**Reading text**
-=-=-

With the COVID-19 pandemic showing no signs of respite, a crucial question that needs to be answered is whether or not companies should be restricted from increasing the price of essential supplies.

What does this mean?

Situations of emergency are often characterised by a rise in black marketing, hoarding, and price gouging. Price gouging can be defined as sellers trying to take unfair advantage of consumers during an emergency or disaster by greatly increasing prices for essential consumer goods and services. Economists, however, have demonstrated that such increases can create a greater output owing to higher profitability, leading to wider availability of these essential goods and services.

What's the big picture effect?

A 2012 survey conducted by the University of Chicago asked some eminent economists across the nation to comment on how a ban on price gouging during situations of emergency would impact the market. A majority of the scholars condemned the ban, expressing that profits motivate firms to meet the rising demand for any good or service, under normal circumstances.

-=-=-

**Dataset content**
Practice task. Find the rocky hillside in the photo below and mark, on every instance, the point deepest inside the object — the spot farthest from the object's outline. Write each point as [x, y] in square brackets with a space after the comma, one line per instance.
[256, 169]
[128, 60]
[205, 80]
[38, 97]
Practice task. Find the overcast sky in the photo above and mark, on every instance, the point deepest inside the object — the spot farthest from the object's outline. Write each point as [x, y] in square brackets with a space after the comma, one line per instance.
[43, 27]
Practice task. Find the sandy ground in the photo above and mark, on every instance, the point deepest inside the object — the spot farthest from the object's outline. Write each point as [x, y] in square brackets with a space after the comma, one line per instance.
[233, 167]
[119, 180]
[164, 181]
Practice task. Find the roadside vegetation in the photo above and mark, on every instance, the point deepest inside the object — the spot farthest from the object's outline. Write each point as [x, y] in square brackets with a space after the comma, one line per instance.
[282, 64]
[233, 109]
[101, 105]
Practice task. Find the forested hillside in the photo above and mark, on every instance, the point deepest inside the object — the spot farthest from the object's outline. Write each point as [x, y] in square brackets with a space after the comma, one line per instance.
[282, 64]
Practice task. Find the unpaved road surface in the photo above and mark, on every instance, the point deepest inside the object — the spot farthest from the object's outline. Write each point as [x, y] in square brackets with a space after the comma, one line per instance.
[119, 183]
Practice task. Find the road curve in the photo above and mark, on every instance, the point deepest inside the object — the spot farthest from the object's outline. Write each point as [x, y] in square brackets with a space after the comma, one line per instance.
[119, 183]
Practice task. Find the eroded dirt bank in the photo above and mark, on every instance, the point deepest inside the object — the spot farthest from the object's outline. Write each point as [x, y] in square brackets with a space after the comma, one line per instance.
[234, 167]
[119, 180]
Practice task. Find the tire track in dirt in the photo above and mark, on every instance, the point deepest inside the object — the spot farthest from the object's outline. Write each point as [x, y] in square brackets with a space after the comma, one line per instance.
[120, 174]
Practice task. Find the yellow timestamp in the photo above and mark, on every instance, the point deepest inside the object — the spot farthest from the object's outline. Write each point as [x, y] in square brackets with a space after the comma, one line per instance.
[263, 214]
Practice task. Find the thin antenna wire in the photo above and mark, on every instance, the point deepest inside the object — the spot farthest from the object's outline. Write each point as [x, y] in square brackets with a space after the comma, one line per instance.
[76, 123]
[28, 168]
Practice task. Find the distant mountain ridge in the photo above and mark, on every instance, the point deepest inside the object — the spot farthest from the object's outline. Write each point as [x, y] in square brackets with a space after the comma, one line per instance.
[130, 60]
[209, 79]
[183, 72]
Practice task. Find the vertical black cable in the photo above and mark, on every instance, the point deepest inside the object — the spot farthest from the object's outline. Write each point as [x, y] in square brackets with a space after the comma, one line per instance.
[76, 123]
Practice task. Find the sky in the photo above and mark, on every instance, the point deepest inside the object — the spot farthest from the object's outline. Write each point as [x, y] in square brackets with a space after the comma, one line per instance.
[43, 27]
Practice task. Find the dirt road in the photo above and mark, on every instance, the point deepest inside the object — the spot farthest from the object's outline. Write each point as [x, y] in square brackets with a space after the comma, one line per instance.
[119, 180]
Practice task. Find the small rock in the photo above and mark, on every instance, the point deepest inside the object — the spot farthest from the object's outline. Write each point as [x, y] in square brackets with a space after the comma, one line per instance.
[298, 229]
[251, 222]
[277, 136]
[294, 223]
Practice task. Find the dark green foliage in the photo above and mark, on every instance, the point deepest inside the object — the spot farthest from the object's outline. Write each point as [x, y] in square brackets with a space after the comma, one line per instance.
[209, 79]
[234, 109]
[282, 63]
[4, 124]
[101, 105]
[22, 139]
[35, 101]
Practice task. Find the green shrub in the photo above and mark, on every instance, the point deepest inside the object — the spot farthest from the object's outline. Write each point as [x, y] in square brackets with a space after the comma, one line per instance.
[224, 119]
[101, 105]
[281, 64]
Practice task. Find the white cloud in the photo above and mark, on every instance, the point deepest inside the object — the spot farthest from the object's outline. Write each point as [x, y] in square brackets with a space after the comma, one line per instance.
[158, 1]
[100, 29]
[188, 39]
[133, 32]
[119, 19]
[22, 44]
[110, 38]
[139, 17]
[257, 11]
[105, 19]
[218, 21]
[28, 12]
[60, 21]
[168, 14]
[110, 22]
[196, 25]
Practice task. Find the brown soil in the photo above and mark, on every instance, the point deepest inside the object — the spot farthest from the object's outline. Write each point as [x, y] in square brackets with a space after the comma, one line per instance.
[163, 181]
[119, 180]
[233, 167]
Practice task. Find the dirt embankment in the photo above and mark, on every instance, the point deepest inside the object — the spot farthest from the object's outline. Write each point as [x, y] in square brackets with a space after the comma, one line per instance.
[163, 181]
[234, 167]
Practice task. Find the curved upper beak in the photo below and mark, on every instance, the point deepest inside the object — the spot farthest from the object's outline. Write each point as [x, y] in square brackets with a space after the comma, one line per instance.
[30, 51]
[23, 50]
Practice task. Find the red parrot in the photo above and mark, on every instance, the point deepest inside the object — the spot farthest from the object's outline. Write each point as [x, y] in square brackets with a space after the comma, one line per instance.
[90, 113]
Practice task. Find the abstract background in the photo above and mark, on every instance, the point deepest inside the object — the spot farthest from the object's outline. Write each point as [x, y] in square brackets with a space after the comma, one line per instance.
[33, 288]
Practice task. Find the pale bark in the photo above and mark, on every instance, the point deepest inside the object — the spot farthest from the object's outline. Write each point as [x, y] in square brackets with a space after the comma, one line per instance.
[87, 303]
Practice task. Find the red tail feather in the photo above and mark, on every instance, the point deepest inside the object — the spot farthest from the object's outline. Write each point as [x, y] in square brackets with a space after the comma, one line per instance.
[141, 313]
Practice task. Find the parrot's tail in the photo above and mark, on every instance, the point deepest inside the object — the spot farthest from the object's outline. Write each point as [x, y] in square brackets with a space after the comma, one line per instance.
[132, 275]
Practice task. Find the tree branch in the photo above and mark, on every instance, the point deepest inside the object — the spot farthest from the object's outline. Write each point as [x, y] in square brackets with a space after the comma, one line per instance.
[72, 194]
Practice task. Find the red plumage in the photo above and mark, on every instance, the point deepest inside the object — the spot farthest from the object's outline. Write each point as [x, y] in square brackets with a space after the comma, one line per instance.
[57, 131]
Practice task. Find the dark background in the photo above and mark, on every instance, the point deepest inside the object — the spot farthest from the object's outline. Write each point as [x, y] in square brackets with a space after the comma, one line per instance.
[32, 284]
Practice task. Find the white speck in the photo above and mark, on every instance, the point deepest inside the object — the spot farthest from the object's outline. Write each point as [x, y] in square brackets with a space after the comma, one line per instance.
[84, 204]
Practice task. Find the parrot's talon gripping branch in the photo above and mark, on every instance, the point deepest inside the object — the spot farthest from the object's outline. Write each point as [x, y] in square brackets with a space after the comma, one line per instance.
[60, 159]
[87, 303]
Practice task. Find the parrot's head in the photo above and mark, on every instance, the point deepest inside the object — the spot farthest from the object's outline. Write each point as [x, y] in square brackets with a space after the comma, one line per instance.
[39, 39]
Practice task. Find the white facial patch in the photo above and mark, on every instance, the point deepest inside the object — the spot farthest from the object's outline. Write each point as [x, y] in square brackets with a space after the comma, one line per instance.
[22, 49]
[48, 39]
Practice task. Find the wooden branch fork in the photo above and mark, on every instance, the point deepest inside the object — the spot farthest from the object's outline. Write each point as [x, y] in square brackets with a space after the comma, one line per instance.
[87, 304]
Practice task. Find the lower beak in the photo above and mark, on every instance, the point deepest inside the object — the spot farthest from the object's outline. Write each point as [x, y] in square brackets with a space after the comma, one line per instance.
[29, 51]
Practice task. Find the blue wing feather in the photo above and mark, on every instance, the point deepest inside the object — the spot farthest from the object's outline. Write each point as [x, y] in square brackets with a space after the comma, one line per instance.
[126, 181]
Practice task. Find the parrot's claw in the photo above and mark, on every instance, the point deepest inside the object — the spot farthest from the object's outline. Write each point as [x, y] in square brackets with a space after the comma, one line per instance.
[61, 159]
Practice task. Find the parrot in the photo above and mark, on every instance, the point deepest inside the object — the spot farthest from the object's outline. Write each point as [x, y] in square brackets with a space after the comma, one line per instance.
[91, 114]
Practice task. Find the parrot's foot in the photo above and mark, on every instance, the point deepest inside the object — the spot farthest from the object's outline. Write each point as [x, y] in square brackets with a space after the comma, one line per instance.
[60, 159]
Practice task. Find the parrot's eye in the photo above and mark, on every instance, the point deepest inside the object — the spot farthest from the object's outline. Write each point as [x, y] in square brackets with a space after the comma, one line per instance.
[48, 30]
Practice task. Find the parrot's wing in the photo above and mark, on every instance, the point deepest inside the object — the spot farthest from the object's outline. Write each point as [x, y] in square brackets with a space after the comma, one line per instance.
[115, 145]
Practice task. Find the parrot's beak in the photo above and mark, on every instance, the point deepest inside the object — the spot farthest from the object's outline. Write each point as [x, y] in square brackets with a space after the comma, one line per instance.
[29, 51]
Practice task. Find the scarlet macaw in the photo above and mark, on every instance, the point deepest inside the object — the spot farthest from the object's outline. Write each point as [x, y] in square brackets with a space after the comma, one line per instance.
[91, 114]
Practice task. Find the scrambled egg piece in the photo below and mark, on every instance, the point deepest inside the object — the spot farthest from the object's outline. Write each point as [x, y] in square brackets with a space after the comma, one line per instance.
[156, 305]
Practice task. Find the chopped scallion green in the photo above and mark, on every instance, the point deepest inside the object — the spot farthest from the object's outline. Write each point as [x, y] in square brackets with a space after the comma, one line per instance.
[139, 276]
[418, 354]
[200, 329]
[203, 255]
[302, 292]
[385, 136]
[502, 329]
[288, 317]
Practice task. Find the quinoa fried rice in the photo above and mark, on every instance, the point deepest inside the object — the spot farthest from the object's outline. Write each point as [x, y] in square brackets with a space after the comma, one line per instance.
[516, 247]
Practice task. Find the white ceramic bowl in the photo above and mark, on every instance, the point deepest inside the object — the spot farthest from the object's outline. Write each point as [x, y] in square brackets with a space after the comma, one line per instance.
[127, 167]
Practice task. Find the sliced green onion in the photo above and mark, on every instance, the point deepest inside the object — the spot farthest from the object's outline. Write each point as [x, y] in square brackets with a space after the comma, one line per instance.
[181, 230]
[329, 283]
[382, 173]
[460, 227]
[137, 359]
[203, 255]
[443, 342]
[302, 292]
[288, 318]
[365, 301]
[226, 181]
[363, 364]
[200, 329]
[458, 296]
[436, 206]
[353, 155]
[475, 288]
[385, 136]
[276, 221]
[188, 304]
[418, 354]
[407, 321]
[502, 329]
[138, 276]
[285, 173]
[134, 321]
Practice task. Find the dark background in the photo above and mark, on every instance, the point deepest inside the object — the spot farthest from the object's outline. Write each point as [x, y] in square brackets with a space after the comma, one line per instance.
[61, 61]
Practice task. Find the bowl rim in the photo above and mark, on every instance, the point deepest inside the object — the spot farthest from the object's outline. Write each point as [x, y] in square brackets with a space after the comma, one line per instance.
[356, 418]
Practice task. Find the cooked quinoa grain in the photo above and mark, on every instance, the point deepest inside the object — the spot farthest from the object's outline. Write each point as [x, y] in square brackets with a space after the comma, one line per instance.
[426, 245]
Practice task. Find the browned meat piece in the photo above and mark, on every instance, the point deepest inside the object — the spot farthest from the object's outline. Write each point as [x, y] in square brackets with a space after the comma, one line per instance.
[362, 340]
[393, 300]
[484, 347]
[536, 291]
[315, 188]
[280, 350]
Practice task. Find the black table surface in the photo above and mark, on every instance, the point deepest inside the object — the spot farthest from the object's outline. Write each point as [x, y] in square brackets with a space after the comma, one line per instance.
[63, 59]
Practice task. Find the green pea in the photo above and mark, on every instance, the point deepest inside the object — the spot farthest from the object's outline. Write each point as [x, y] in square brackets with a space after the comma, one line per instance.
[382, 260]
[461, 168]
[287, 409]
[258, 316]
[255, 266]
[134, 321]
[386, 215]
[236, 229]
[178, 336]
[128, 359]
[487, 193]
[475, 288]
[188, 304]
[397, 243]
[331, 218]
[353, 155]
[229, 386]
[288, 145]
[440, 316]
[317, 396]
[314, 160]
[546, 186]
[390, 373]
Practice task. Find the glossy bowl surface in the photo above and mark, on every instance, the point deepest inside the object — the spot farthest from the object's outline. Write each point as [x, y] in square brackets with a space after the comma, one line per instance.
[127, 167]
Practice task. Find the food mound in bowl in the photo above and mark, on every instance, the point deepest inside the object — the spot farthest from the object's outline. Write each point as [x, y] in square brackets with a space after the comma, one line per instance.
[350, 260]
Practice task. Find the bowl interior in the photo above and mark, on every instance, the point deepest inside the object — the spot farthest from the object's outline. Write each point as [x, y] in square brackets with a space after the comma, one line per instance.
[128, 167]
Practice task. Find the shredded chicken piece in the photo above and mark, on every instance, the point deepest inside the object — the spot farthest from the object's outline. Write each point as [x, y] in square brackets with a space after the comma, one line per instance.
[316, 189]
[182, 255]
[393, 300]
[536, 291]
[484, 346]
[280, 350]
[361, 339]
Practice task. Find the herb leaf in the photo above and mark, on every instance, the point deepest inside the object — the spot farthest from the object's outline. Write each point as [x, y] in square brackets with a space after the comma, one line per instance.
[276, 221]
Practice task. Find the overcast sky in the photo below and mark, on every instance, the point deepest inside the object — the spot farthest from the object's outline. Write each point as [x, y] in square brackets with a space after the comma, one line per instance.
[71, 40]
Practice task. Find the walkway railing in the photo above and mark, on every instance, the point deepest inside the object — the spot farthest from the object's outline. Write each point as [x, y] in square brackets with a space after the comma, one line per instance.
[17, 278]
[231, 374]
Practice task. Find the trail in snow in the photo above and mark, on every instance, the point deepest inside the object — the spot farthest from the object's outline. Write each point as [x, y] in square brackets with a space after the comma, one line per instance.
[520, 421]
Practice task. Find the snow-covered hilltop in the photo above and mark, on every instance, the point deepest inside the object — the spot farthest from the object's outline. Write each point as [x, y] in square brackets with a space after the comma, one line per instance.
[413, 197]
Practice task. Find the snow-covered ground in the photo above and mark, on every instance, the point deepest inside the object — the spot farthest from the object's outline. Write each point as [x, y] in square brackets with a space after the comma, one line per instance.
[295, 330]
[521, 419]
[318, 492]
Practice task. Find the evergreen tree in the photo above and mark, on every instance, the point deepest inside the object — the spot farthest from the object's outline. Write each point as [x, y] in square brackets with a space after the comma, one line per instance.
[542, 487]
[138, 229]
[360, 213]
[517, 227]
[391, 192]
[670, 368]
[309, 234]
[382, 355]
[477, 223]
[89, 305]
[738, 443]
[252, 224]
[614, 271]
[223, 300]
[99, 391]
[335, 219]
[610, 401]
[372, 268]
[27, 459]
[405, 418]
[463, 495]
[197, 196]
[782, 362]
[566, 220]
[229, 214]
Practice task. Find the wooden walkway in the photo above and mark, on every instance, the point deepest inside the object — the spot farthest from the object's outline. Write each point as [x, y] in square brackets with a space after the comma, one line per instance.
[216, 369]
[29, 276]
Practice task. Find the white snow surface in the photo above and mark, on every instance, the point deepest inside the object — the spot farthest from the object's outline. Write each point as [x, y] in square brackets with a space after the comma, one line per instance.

-=-=-

**Actions to take**
a) Answer these about the text on price gouging:
(i) In what year was the University of Chicago survey conducted?
(ii) Which three things often characterize situations of emergency?
(iii) What did a majority of the scholars do about the ban?
b) Rewrite the text on price gouging, everything from "With the COVID-19" down to "does this mean?", substituting "businesses" for "companies".
c) Continue the text on price gouging during emergencies from the point where it stops.
The entries are separate material, unrelated to the text on price gouging.

**Results of the exercise**
a)
(i) 2012
(ii) Black marketing, hoarding, and price gouging
(iii) They condemned it.

b)
With the COVID-19 pandemic showing no signs of respite, a crucial question that needs to be answered is whether or not businesses should be restricted from increasing the price of essential supplies.

What does this mean?

c)
However, there’s hardly anything during this pandemic that can be classified as “normal”. The global economy finds itself in a predicament where an increase in price levels may not necessarily fulfil the market demand for essential supplies. In January, contrary instances were observed in China where manufacturers limited the production of masks in order to meet the upfront cost of production. The Chinese government, thereafter, announced a mask subsidy plan which saw an increase in production levels from 10m at the start of February to 115m by the end of the month, according to China’s State Planning Agency. 

Companies must also protect their image and reputation within the market to ensure success in the long run. Therefore, situations like that of a global pandemic requires them to prioritise people before money. A functioning health care system definitely outweighs any restriction on the sellers from maximising their gains and thus, some fundamentals of economics must also be subsided at the cost of greater benefit of mankind.